TASK BRIEF.
Identify and copy every line in the records below that contains the string "ymax". Case counts.

RECORDS PROVIDED.
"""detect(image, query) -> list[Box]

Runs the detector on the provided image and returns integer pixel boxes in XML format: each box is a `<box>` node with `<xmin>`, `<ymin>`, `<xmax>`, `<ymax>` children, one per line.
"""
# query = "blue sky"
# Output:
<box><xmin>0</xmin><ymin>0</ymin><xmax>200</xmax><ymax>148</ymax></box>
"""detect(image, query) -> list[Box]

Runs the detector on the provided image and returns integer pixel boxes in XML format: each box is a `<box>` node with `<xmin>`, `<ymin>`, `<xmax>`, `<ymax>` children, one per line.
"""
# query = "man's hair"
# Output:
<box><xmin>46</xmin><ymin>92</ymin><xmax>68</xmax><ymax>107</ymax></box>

FINAL ANSWER.
Runs the detector on the provided image and returns integer pixel boxes in XML format: each box is a `<box>` node with `<xmin>`, `<ymin>`, `<xmax>`, `<ymax>` children, one per line.
<box><xmin>0</xmin><ymin>0</ymin><xmax>200</xmax><ymax>148</ymax></box>
Runs the detector on the provided image and returns integer pixel boxes in XML format: each box is a `<box>` node with `<xmin>`, `<ymin>`, `<xmax>`, `<ymax>` children, one per line.
<box><xmin>46</xmin><ymin>92</ymin><xmax>68</xmax><ymax>107</ymax></box>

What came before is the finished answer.